** Given instruction **
From the flywheel thread, extract the passage that begins at the words "I ran through" and stops after "or just block/head?".

** Source extract **
** BEGIN **
I ran through rockautos site checking the sunny but I don't think they can standard. I can get a ga16 flywheel at AutoZone (I don't trust their judgement) but I was going to bring the auto flywheel in to measure main hole and bolt pattern. so I got a ga15 block on a ga16 head. what do I use to get parts. will all parts interchange or just block/head?


----------



## ahardb0dy (Nov 9, 2003)

I looked up the flywheel for the GA15s in Nissan FAST (Japan version), the part number that came up I searched an online Nissan dealer and the part number came up to the GA16i engine so they must be the same,

Part number was - 12310-78A51 if you want to look it up


----------



## nirvashtypezero (Oct 26, 2015)

ahardb0dy said:


> I looked up the flywheel for the GA15s in Nissan FAST (Japan version), the part number that came up I searched an online Nissan dealer and the part number came up to the GA16i engine so they must be the same,
> 
> Part number was - 12310-78A51 if you want to look it up


thank you for that. if you could can you please send me a link to a page you found that on? i have been searching all day for answers and came up empty.


----------



## ahardb0dy (Nov 9, 2003)
** END **
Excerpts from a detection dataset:
** BEGIN **
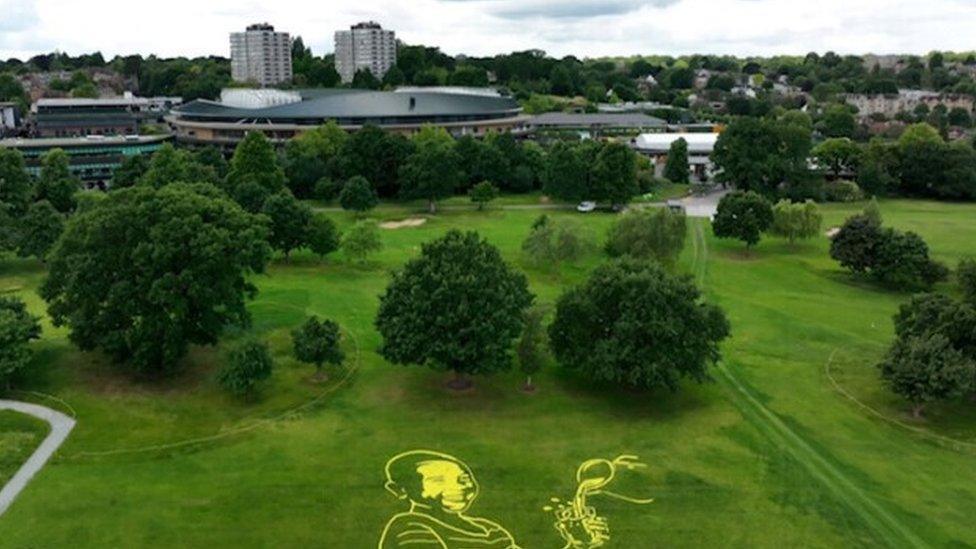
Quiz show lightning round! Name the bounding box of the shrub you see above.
[771,200,823,245]
[522,215,591,266]
[0,296,41,385]
[549,258,729,391]
[217,340,274,398]
[341,221,383,263]
[878,334,976,418]
[824,180,864,202]
[291,316,345,376]
[604,208,688,267]
[712,191,773,248]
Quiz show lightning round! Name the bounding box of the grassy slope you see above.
[0,202,976,547]
[0,410,50,486]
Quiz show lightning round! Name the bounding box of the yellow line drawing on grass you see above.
[542,455,654,549]
[379,450,519,549]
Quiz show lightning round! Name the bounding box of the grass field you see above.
[0,201,976,548]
** END **
** Final result **
I ran through rockautos site checking the sunny but I don't think they can standard. I can get a ga16 flywheel at AutoZone (I don't trust their judgement) but I was going to bring the auto flywheel in to measure main hole and bolt pattern. so I got a ga15 block on a ga16 head. what do I use to get parts. will all parts interchange or just block/head?